_Written exercise_: Below is a listing to transcribe in full and exactly; keep the pictures out.

==*==

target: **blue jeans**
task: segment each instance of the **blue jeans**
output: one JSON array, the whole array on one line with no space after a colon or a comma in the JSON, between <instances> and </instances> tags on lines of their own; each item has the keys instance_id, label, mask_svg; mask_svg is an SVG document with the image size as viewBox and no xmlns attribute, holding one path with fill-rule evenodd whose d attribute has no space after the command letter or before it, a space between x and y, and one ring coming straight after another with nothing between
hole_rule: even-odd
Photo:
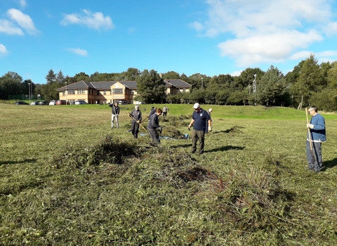
<instances>
[{"instance_id":1,"label":"blue jeans","mask_svg":"<svg viewBox=\"0 0 337 246\"><path fill-rule=\"evenodd\" d=\"M306 153L308 167L315 171L321 171L323 164L322 158L322 143L312 142L312 152L310 150L310 142L307 140Z\"/></svg>"},{"instance_id":2,"label":"blue jeans","mask_svg":"<svg viewBox=\"0 0 337 246\"><path fill-rule=\"evenodd\" d=\"M192 130L192 150L197 150L197 142L199 140L199 153L204 153L205 132L204 131Z\"/></svg>"}]
</instances>

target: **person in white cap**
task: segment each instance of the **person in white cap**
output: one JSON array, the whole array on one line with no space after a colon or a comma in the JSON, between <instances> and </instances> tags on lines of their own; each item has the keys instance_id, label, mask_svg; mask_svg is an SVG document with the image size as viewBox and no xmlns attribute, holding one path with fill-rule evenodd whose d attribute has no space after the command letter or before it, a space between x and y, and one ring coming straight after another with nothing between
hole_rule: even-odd
<instances>
[{"instance_id":1,"label":"person in white cap","mask_svg":"<svg viewBox=\"0 0 337 246\"><path fill-rule=\"evenodd\" d=\"M205 128L206 124L208 123L207 129L209 132L212 131L212 126L211 118L209 115L200 108L200 105L198 103L194 103L193 105L194 112L192 115L191 122L188 125L188 129L190 130L193 126L192 130L192 153L197 151L197 142L199 140L199 153L200 155L204 154L204 145L205 142Z\"/></svg>"},{"instance_id":2,"label":"person in white cap","mask_svg":"<svg viewBox=\"0 0 337 246\"><path fill-rule=\"evenodd\" d=\"M135 138L138 138L139 124L142 122L142 112L139 110L139 105L136 105L135 109L128 115L131 119L131 132Z\"/></svg>"}]
</instances>

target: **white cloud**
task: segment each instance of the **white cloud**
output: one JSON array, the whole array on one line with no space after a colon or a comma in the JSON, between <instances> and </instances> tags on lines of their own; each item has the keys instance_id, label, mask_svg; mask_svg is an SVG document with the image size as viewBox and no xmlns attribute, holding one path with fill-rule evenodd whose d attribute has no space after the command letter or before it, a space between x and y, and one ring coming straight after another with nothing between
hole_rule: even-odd
<instances>
[{"instance_id":1,"label":"white cloud","mask_svg":"<svg viewBox=\"0 0 337 246\"><path fill-rule=\"evenodd\" d=\"M25 7L27 6L26 0L20 0L20 5L22 7Z\"/></svg>"},{"instance_id":2,"label":"white cloud","mask_svg":"<svg viewBox=\"0 0 337 246\"><path fill-rule=\"evenodd\" d=\"M218 46L221 56L234 58L240 66L249 66L258 63L282 62L297 48L322 39L315 31L284 31L231 39Z\"/></svg>"},{"instance_id":3,"label":"white cloud","mask_svg":"<svg viewBox=\"0 0 337 246\"><path fill-rule=\"evenodd\" d=\"M7 20L0 20L0 32L10 35L23 35L22 30Z\"/></svg>"},{"instance_id":4,"label":"white cloud","mask_svg":"<svg viewBox=\"0 0 337 246\"><path fill-rule=\"evenodd\" d=\"M194 21L194 22L189 24L188 26L190 28L195 30L197 32L201 32L204 30L204 26L202 24L197 21Z\"/></svg>"},{"instance_id":5,"label":"white cloud","mask_svg":"<svg viewBox=\"0 0 337 246\"><path fill-rule=\"evenodd\" d=\"M324 31L328 36L337 34L337 22L329 23Z\"/></svg>"},{"instance_id":6,"label":"white cloud","mask_svg":"<svg viewBox=\"0 0 337 246\"><path fill-rule=\"evenodd\" d=\"M296 52L289 57L290 60L303 60L308 58L312 54L312 51L302 51Z\"/></svg>"},{"instance_id":7,"label":"white cloud","mask_svg":"<svg viewBox=\"0 0 337 246\"><path fill-rule=\"evenodd\" d=\"M88 56L88 51L86 51L84 49L81 49L79 48L67 48L67 50L72 53L74 53L77 55L82 56Z\"/></svg>"},{"instance_id":8,"label":"white cloud","mask_svg":"<svg viewBox=\"0 0 337 246\"><path fill-rule=\"evenodd\" d=\"M4 44L0 44L0 56L7 54L8 52L8 51L7 51L7 48L6 48L6 46Z\"/></svg>"},{"instance_id":9,"label":"white cloud","mask_svg":"<svg viewBox=\"0 0 337 246\"><path fill-rule=\"evenodd\" d=\"M104 16L100 12L91 13L86 9L82 10L83 13L72 13L70 15L64 15L61 24L67 25L70 24L79 24L87 26L89 28L99 30L112 29L114 27L114 23L111 18Z\"/></svg>"},{"instance_id":10,"label":"white cloud","mask_svg":"<svg viewBox=\"0 0 337 246\"><path fill-rule=\"evenodd\" d=\"M230 56L240 66L302 56L302 49L323 40L323 27L330 22L337 34L329 0L206 2L208 20L194 22L204 27L194 29L204 36L223 37L218 45L221 56Z\"/></svg>"},{"instance_id":11,"label":"white cloud","mask_svg":"<svg viewBox=\"0 0 337 246\"><path fill-rule=\"evenodd\" d=\"M29 15L24 14L20 11L15 8L11 8L7 11L7 13L14 22L17 22L29 34L35 34L38 32Z\"/></svg>"},{"instance_id":12,"label":"white cloud","mask_svg":"<svg viewBox=\"0 0 337 246\"><path fill-rule=\"evenodd\" d=\"M234 71L230 74L230 75L232 75L232 76L240 76L242 72L242 70Z\"/></svg>"},{"instance_id":13,"label":"white cloud","mask_svg":"<svg viewBox=\"0 0 337 246\"><path fill-rule=\"evenodd\" d=\"M322 52L317 52L315 53L315 56L318 57L322 56L337 56L337 51L325 51Z\"/></svg>"}]
</instances>

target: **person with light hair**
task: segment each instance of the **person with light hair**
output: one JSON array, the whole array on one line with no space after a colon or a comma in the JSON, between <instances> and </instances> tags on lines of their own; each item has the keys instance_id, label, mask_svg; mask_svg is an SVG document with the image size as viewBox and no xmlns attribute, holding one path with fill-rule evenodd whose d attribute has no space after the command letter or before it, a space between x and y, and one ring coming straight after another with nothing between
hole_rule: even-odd
<instances>
[{"instance_id":1,"label":"person with light hair","mask_svg":"<svg viewBox=\"0 0 337 246\"><path fill-rule=\"evenodd\" d=\"M211 108L209 111L206 111L207 112L207 113L209 114L209 118L211 119L211 122L213 124L213 121L212 121L212 117L211 117L211 113L213 111L213 109ZM205 127L205 134L208 134L209 133L209 122L206 122L206 127Z\"/></svg>"},{"instance_id":2,"label":"person with light hair","mask_svg":"<svg viewBox=\"0 0 337 246\"><path fill-rule=\"evenodd\" d=\"M315 172L319 172L322 169L323 163L322 143L326 141L325 119L318 113L315 106L311 106L308 111L311 119L310 123L307 124L308 129L306 145L307 168Z\"/></svg>"},{"instance_id":3,"label":"person with light hair","mask_svg":"<svg viewBox=\"0 0 337 246\"><path fill-rule=\"evenodd\" d=\"M116 121L116 128L118 128L118 116L119 115L119 107L118 106L118 103L116 102L114 104L110 104L109 107L112 108L112 115L111 115L111 128L114 128L114 122Z\"/></svg>"}]
</instances>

==*==

_Exercise output_:
target: **blue jeans**
task: segment each instance of the **blue jeans**
output: one JSON array, the whole array on one line with no space after a colon or a comma in the JSON, between <instances> and </instances> tags on lines of their own; each item has the keys instance_id, label, mask_svg; mask_svg is an SVG document with the image size as viewBox and no xmlns attribute, holding one path with fill-rule evenodd whose d attribute has no space after the command letter or before it, a space between x and y, and one ring coming straight after another with nothing between
hole_rule: even-odd
Photo:
<instances>
[{"instance_id":1,"label":"blue jeans","mask_svg":"<svg viewBox=\"0 0 337 246\"><path fill-rule=\"evenodd\" d=\"M306 153L308 167L315 171L321 171L323 164L322 158L322 143L312 142L312 152L310 150L310 142L307 140Z\"/></svg>"},{"instance_id":2,"label":"blue jeans","mask_svg":"<svg viewBox=\"0 0 337 246\"><path fill-rule=\"evenodd\" d=\"M192 130L192 150L197 150L197 142L199 140L199 153L204 153L205 132L204 131Z\"/></svg>"}]
</instances>

target: **person in white cap**
task: segment each instance of the **person in white cap**
output: one JSON array, the whole array on one line with no space after a colon or a comma in the JSON, between <instances> and </instances> tags on lines of their own; each item has the keys instance_id, label, mask_svg; mask_svg is an SVG document with the image size as viewBox and no xmlns attribute, holding one path with fill-rule evenodd whose d attribute has no space after the command letter or before it, a space between x and y, and one ring coming straight after another with nothing between
hole_rule: even-odd
<instances>
[{"instance_id":1,"label":"person in white cap","mask_svg":"<svg viewBox=\"0 0 337 246\"><path fill-rule=\"evenodd\" d=\"M205 128L206 124L208 123L207 129L209 132L212 131L212 126L211 118L209 115L200 108L200 105L198 103L194 103L193 105L194 112L192 115L191 122L188 125L188 129L190 130L193 126L192 130L192 153L197 151L197 142L199 140L199 153L200 155L204 154L204 145L205 142Z\"/></svg>"},{"instance_id":2,"label":"person in white cap","mask_svg":"<svg viewBox=\"0 0 337 246\"><path fill-rule=\"evenodd\" d=\"M135 138L138 138L139 124L142 122L142 112L139 110L139 105L136 105L135 109L128 115L131 119L131 132Z\"/></svg>"}]
</instances>

target: **white cloud**
task: segment each instance of the **white cloud**
output: one JSON array, the whole array on one line with no space after a colon or a comma in the JSON, between <instances> and </instances> tags on lines of their own; each item has the keys instance_id, label, mask_svg; mask_svg is an SVG document with the image size as viewBox and no xmlns attribute, holding one path with fill-rule evenodd whose d attribute has no space after the command letter or before it, a space between x and y, and one ring coming straight after another with nothing between
hole_rule: even-odd
<instances>
[{"instance_id":1,"label":"white cloud","mask_svg":"<svg viewBox=\"0 0 337 246\"><path fill-rule=\"evenodd\" d=\"M25 7L27 6L26 0L20 0L20 5L22 7Z\"/></svg>"},{"instance_id":2,"label":"white cloud","mask_svg":"<svg viewBox=\"0 0 337 246\"><path fill-rule=\"evenodd\" d=\"M218 46L221 56L234 58L240 66L249 66L258 63L282 62L297 48L322 39L315 31L284 31L231 39Z\"/></svg>"},{"instance_id":3,"label":"white cloud","mask_svg":"<svg viewBox=\"0 0 337 246\"><path fill-rule=\"evenodd\" d=\"M7 20L0 20L0 32L10 35L23 35L22 30Z\"/></svg>"},{"instance_id":4,"label":"white cloud","mask_svg":"<svg viewBox=\"0 0 337 246\"><path fill-rule=\"evenodd\" d=\"M194 21L194 22L189 24L188 26L190 28L195 30L197 32L201 32L204 30L204 26L202 24L197 21Z\"/></svg>"},{"instance_id":5,"label":"white cloud","mask_svg":"<svg viewBox=\"0 0 337 246\"><path fill-rule=\"evenodd\" d=\"M324 31L328 36L337 34L337 22L329 23Z\"/></svg>"},{"instance_id":6,"label":"white cloud","mask_svg":"<svg viewBox=\"0 0 337 246\"><path fill-rule=\"evenodd\" d=\"M296 52L289 57L290 60L303 60L308 58L312 54L312 51L302 51Z\"/></svg>"},{"instance_id":7,"label":"white cloud","mask_svg":"<svg viewBox=\"0 0 337 246\"><path fill-rule=\"evenodd\" d=\"M88 56L88 51L86 51L84 49L81 49L79 48L67 48L67 50L72 53L74 53L77 55L82 56Z\"/></svg>"},{"instance_id":8,"label":"white cloud","mask_svg":"<svg viewBox=\"0 0 337 246\"><path fill-rule=\"evenodd\" d=\"M4 44L0 44L0 56L7 54L8 52L8 51L7 51L7 48L6 48L6 46Z\"/></svg>"},{"instance_id":9,"label":"white cloud","mask_svg":"<svg viewBox=\"0 0 337 246\"><path fill-rule=\"evenodd\" d=\"M104 16L100 12L91 13L86 9L82 10L83 13L72 13L70 15L64 15L61 24L67 25L70 24L79 24L87 26L89 28L99 30L112 29L114 27L114 23L111 18Z\"/></svg>"},{"instance_id":10,"label":"white cloud","mask_svg":"<svg viewBox=\"0 0 337 246\"><path fill-rule=\"evenodd\" d=\"M230 56L240 66L302 56L302 49L323 40L323 27L330 22L337 34L329 0L206 2L208 20L194 22L204 27L194 29L204 36L223 37L218 45L221 56Z\"/></svg>"},{"instance_id":11,"label":"white cloud","mask_svg":"<svg viewBox=\"0 0 337 246\"><path fill-rule=\"evenodd\" d=\"M29 15L24 14L20 11L15 8L11 8L7 11L7 13L14 22L17 22L29 34L35 34L38 32Z\"/></svg>"},{"instance_id":12,"label":"white cloud","mask_svg":"<svg viewBox=\"0 0 337 246\"><path fill-rule=\"evenodd\" d=\"M234 71L230 74L230 75L232 75L232 76L240 76L242 72L242 70Z\"/></svg>"},{"instance_id":13,"label":"white cloud","mask_svg":"<svg viewBox=\"0 0 337 246\"><path fill-rule=\"evenodd\" d=\"M322 52L317 52L315 53L315 56L318 57L322 56L337 56L337 51L325 51Z\"/></svg>"}]
</instances>

target: **person with light hair**
task: segment each instance of the **person with light hair**
output: one JSON array, the whole array on one line with no space after a colon or a comma in the JSON, between <instances> and </instances> tags on lines of their own; each item has the keys instance_id, label, mask_svg; mask_svg is an SVG document with the image size as viewBox and no xmlns attribute, holding one path with fill-rule evenodd whose d attribute has no space after the command letter or before it, a space between x and y, and one ring coming straight after another with nothing between
hole_rule: even-odd
<instances>
[{"instance_id":1,"label":"person with light hair","mask_svg":"<svg viewBox=\"0 0 337 246\"><path fill-rule=\"evenodd\" d=\"M211 108L209 111L206 111L207 112L207 113L209 114L209 118L211 119L211 122L213 124L213 121L212 121L212 117L211 117L211 113L213 111L213 109ZM205 127L205 134L208 134L209 133L209 122L206 122L206 127Z\"/></svg>"},{"instance_id":2,"label":"person with light hair","mask_svg":"<svg viewBox=\"0 0 337 246\"><path fill-rule=\"evenodd\" d=\"M315 172L319 172L322 169L323 163L322 143L326 141L325 119L318 113L315 106L311 106L308 111L311 119L310 123L307 124L308 129L306 145L307 168Z\"/></svg>"},{"instance_id":3,"label":"person with light hair","mask_svg":"<svg viewBox=\"0 0 337 246\"><path fill-rule=\"evenodd\" d=\"M116 121L116 128L118 128L118 116L119 115L119 107L118 106L118 103L116 102L114 104L110 104L109 107L112 108L112 115L111 115L111 128L114 128L114 122Z\"/></svg>"}]
</instances>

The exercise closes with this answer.